**About this exercise**: Below are some records; write them all out again exactly.

--- Material for the task ---

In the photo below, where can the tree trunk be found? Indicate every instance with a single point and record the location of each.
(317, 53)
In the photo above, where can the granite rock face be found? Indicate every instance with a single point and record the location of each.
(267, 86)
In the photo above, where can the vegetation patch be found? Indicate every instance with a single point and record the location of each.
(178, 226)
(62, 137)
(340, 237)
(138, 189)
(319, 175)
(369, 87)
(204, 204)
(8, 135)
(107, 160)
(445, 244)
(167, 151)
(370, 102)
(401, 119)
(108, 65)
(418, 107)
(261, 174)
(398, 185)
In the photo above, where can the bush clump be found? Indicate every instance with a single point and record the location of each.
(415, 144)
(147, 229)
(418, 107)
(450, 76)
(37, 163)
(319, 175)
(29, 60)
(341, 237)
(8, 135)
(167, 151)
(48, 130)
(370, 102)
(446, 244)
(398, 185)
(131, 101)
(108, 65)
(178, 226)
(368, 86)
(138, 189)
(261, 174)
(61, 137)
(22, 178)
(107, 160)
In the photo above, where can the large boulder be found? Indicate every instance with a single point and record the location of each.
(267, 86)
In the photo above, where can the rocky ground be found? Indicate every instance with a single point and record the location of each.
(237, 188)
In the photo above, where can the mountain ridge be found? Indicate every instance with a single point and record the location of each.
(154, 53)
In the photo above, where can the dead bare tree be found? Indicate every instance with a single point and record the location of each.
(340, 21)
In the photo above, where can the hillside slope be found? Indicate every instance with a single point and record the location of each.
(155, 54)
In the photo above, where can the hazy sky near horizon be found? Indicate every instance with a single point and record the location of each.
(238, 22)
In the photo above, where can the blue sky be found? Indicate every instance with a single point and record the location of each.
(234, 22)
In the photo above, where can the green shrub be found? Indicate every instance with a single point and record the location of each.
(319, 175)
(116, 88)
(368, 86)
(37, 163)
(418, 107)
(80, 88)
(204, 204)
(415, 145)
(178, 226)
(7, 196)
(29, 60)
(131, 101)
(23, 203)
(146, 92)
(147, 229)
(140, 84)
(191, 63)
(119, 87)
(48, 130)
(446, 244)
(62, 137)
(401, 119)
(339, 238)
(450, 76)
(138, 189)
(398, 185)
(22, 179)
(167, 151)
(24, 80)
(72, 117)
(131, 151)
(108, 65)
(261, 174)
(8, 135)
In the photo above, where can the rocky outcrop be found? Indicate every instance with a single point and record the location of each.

---

**Solution to this exercise**:
In the photo below, where can the tree trunk be found? Indicate every instance with a single point and record the location of each.
(317, 53)
In the photo above, where can the granite rock face be found? Indicate every instance with a single point and record the location of each.
(267, 86)
In the photo above, where can the vegetation patch be found? Indicate every instance with a single point and record the location of each.
(178, 226)
(62, 137)
(340, 237)
(138, 189)
(319, 175)
(369, 87)
(204, 204)
(8, 135)
(107, 160)
(445, 244)
(167, 151)
(370, 102)
(401, 119)
(108, 65)
(418, 107)
(261, 174)
(398, 185)
In the photo above, where can the bush clump be found? Indicate every instance with a single point and record the location of each.
(415, 144)
(147, 229)
(418, 107)
(450, 76)
(37, 163)
(319, 175)
(29, 60)
(341, 237)
(8, 135)
(167, 151)
(48, 130)
(370, 102)
(446, 244)
(398, 185)
(131, 101)
(108, 65)
(178, 226)
(368, 86)
(138, 189)
(261, 174)
(61, 137)
(22, 178)
(107, 160)
In the photo above, where can the large boulder be found? Indicate every instance with a single point and record the location of each.
(267, 86)
In the photo above, where can the rocky ground be found? Indicate every instance with a single point and record the location of each.
(237, 188)
In the photo above, where can the mountain ridge be found? Indicate every instance with a single point and record the location of each.
(154, 53)
In the photo above, where can the dead bare tree be found? Indicate every instance with a single point and record the location of each.
(340, 21)
In the photo above, where can the hillside slope be found? Indicate every instance with a single point and record the location of each.
(155, 54)
In the photo above, where can the hazy sky near horizon be found? Indicate every instance with a single point and record the location of each.
(238, 22)
In the photo above, where can the blue sky be found? Indicate every instance with a single point and record the location of each.
(234, 22)
In the photo above, where can the green shrub be found? Indicate every instance with a single point and record the location of each.
(319, 175)
(116, 88)
(368, 86)
(37, 163)
(418, 107)
(80, 88)
(204, 204)
(415, 145)
(178, 226)
(7, 196)
(29, 60)
(131, 101)
(23, 203)
(146, 92)
(147, 229)
(140, 84)
(191, 63)
(119, 87)
(48, 130)
(446, 244)
(62, 137)
(401, 119)
(339, 238)
(450, 76)
(138, 189)
(398, 185)
(22, 179)
(167, 151)
(24, 80)
(72, 117)
(131, 151)
(108, 65)
(261, 174)
(8, 135)
In the photo above, where can the rocky outcrop be found? Indicate every instance with a single point and record the location of each.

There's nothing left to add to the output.